Please rescale the records starting at their first line and ending at the line that contains "63 139 558 400", multiplying every bounding box coordinate in the answers by 1.7 and rounding to whole numbers, with halves going up. Reproduce each of those lines in full and leave all other numbers unchanged.

┏━━

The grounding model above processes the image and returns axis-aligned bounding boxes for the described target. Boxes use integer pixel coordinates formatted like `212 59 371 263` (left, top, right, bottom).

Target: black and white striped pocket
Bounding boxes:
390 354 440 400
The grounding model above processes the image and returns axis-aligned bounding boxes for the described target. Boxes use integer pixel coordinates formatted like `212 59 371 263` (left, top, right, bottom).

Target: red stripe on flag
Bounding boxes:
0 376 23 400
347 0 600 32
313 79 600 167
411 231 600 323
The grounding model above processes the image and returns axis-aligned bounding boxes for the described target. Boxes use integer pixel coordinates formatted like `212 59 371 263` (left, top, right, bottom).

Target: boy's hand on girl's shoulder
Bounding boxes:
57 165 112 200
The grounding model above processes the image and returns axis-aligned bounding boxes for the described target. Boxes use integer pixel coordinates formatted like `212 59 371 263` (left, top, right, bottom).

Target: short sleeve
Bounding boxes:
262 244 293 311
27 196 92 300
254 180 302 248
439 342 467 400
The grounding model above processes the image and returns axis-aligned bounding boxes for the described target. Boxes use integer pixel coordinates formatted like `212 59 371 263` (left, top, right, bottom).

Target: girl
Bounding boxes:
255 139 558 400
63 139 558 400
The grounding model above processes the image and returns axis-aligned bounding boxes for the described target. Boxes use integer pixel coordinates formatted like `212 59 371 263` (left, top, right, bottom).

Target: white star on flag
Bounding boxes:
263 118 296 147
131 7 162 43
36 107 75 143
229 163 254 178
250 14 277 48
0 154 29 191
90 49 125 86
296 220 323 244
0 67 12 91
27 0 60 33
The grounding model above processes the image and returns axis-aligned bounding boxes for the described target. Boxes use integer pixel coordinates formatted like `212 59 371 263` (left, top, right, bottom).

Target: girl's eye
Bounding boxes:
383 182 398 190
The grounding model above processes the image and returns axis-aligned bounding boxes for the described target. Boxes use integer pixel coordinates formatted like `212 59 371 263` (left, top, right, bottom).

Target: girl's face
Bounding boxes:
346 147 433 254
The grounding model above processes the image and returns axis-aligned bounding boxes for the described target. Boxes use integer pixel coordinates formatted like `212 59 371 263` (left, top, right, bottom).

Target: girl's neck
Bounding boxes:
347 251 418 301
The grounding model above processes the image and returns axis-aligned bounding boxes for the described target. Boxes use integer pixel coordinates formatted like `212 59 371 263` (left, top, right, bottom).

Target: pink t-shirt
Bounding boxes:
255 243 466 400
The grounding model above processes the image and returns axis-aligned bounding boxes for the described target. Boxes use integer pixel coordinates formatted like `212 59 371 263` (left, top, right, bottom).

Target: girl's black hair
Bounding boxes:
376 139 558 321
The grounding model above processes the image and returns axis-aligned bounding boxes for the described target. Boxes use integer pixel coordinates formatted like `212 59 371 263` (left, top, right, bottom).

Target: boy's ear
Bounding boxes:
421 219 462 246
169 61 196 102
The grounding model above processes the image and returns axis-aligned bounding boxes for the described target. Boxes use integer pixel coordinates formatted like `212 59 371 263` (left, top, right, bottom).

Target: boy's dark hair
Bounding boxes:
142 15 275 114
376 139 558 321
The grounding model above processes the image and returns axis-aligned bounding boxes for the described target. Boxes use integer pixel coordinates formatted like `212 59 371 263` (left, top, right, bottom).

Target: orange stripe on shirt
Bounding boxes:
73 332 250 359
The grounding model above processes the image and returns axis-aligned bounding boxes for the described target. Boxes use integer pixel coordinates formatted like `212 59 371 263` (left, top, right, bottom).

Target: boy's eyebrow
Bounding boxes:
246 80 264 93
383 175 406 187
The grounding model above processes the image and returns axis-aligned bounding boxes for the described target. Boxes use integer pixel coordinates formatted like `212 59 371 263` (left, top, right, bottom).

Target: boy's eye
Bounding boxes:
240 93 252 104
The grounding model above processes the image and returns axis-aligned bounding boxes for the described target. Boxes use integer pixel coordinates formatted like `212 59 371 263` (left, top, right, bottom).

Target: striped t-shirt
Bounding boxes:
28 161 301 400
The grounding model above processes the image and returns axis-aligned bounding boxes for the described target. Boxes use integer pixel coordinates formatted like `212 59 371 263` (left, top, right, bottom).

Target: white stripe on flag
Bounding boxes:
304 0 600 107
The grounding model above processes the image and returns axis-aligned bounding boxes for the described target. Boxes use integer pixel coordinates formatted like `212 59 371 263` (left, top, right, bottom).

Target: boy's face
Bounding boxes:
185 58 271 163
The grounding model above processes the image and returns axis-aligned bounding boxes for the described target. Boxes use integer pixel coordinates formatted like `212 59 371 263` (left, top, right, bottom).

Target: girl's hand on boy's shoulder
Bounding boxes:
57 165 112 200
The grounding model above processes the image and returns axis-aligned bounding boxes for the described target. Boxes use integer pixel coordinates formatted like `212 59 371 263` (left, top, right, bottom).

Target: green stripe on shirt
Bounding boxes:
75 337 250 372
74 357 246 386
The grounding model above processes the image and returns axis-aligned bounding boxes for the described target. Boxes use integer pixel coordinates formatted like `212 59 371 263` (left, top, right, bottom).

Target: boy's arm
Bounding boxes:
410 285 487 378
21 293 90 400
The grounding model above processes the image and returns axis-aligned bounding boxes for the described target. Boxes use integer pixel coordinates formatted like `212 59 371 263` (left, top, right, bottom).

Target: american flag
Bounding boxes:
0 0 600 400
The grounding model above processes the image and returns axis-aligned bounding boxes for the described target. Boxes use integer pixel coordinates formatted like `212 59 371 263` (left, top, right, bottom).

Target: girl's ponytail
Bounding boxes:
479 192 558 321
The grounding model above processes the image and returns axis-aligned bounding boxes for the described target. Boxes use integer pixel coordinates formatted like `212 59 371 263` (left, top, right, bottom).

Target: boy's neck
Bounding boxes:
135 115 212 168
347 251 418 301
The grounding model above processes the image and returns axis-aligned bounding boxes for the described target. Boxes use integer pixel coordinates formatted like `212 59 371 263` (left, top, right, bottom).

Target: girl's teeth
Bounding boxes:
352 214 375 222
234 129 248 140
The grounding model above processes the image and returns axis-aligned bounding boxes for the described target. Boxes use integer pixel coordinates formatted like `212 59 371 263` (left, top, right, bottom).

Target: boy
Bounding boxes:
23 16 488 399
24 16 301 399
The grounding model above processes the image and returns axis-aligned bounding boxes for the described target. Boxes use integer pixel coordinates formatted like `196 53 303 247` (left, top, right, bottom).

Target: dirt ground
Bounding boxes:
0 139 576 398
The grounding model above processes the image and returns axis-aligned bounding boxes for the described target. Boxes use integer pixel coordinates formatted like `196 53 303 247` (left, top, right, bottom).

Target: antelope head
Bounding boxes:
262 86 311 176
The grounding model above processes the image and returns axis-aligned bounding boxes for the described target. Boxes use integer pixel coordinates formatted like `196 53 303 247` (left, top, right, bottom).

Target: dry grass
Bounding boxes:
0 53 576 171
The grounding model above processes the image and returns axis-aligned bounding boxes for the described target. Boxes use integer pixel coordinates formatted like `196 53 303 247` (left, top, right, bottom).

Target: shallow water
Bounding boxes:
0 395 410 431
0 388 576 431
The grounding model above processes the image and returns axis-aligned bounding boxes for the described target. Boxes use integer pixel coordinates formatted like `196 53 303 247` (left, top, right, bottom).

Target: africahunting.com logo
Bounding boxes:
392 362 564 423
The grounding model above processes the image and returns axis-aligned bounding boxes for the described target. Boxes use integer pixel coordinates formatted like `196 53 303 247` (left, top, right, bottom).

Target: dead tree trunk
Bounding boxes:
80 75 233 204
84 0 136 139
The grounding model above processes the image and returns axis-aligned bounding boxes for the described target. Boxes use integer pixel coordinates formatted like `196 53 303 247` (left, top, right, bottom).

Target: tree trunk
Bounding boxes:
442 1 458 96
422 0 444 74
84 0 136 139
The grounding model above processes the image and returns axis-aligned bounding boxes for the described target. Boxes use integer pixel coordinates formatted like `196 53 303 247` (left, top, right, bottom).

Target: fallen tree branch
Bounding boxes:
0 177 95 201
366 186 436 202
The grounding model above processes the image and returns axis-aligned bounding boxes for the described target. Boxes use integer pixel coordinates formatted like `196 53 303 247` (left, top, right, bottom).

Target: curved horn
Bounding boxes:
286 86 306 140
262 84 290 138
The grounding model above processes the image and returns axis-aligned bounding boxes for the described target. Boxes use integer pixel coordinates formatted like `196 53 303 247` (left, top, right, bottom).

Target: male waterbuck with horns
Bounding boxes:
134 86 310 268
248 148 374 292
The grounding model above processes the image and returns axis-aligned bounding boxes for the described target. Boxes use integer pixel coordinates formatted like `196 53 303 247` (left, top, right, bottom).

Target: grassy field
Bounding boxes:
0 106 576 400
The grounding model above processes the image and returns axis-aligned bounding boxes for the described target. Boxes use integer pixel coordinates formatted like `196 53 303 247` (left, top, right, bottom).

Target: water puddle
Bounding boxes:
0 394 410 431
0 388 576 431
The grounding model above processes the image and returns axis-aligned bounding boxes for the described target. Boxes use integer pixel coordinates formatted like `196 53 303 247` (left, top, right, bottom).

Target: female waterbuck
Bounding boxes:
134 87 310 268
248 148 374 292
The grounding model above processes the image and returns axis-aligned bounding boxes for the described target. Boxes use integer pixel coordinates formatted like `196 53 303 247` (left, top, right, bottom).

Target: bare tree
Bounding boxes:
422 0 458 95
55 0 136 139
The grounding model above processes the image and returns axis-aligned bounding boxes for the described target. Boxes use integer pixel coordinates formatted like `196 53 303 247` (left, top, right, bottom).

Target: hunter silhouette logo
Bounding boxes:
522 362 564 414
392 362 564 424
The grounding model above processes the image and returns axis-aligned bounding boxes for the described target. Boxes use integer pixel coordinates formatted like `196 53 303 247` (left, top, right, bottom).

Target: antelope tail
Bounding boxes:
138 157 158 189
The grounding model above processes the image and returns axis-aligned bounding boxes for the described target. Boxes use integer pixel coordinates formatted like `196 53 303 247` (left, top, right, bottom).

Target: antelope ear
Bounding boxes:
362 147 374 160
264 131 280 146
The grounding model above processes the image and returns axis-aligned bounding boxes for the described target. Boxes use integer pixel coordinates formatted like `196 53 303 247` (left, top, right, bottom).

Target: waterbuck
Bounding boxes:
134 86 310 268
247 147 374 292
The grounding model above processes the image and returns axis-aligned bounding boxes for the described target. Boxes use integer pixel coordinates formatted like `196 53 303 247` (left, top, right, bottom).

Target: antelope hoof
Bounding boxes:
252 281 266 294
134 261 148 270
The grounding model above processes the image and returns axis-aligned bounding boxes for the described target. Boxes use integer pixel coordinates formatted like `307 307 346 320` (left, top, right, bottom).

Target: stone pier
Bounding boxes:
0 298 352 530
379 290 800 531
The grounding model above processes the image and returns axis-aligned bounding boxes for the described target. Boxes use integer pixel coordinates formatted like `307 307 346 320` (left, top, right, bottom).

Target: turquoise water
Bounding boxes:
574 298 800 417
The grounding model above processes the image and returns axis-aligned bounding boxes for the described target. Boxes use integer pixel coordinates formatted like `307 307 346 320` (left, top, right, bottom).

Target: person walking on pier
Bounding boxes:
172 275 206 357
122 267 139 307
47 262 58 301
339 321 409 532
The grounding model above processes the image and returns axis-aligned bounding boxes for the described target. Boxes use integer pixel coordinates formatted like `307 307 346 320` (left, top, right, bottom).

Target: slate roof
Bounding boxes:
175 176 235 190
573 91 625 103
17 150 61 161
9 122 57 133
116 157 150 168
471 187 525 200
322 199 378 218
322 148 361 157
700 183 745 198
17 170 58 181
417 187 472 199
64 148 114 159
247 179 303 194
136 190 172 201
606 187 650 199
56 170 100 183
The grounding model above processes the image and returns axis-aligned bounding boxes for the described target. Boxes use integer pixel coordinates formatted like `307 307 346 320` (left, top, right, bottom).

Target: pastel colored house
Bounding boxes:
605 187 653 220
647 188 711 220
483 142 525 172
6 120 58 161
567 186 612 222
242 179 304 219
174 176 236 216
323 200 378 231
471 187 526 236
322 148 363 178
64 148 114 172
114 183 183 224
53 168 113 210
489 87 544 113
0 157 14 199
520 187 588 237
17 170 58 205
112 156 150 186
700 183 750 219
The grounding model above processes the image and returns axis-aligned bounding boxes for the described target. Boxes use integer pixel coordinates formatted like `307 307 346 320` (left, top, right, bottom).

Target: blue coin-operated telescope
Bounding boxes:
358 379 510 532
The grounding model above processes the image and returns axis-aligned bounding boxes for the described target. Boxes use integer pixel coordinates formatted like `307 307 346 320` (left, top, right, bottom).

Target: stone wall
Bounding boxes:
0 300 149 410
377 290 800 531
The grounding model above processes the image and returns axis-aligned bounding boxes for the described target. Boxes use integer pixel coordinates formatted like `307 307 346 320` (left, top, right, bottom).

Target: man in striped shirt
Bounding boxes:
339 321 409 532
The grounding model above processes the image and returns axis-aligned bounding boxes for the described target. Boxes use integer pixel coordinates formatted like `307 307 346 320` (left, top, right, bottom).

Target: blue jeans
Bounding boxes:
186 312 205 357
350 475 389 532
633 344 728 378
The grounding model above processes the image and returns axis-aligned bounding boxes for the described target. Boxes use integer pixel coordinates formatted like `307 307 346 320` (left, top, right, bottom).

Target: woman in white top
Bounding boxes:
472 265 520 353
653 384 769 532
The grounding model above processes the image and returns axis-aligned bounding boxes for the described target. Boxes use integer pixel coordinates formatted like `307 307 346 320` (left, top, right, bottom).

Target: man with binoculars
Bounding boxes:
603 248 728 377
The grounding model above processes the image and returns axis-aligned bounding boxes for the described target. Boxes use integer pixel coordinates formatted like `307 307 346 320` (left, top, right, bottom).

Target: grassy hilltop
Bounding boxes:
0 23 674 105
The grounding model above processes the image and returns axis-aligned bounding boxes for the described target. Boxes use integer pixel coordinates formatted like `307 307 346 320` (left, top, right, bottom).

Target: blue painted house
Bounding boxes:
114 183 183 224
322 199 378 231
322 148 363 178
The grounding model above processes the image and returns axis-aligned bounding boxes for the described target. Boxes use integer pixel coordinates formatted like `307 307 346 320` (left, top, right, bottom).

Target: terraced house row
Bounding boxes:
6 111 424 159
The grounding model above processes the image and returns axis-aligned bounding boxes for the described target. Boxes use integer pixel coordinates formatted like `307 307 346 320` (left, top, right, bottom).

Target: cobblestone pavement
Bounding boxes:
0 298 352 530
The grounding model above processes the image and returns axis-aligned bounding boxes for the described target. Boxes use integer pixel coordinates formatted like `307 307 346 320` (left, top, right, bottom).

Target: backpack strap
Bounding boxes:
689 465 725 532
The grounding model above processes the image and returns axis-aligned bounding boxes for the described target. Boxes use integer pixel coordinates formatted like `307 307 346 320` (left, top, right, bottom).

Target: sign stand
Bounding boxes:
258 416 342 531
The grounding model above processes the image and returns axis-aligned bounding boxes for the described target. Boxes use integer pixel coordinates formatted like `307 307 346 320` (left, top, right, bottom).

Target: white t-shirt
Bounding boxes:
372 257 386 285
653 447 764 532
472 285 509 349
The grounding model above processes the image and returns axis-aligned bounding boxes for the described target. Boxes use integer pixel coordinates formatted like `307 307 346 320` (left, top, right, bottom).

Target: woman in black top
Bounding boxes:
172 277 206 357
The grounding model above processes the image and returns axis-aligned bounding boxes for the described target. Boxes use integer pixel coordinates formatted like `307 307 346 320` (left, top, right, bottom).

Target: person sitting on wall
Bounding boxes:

┗━━

> _EXERCISE ANSWER_:
The grounding model above processes the image and returns axis-aligned bounding boxes for the described target. Boxes use integer pixel coordinates formatted like `212 59 371 263` (left, top, right, bottom).

Target: black and white striped pocket
Bounding boxes:
663 602 748 680
The grounding model above processes the image and returns axis-aligned bounding boxes for the described target. Boxes use integer pixel coordinates formatted like `212 59 371 263` (left, top, right, bottom).

Target: red stripe on flag
Bounding boxes:
0 639 39 680
590 0 1020 54
532 134 1020 284
699 393 1020 549
The grounding model above processes the image and returns axis-aligned bounding boxes for the described target. Boxes use integer pixel coordinates formatted like `212 59 371 263` (left, top, right, bottom).

Target: boy's hand on girl's shoulder
Bounding boxes:
97 281 190 340
The grounding model above processes the image and returns axis-aligned bounding boxes for the described target. Boxes use integer pixel coordinates formatted like `212 59 371 263` (left, top, right, bottom).

Target: short sleeve
Bounding boxes:
445 415 498 529
46 333 156 510
432 306 513 422
746 581 794 680
The grounding model above processes the image and returns axis-aligned bounding boxes for the described target. Boxes use integer pixel coordinates formatted like `212 59 371 263` (left, top, right, bottom).

Target: girl
Bounding boxes:
434 236 949 680
107 236 949 680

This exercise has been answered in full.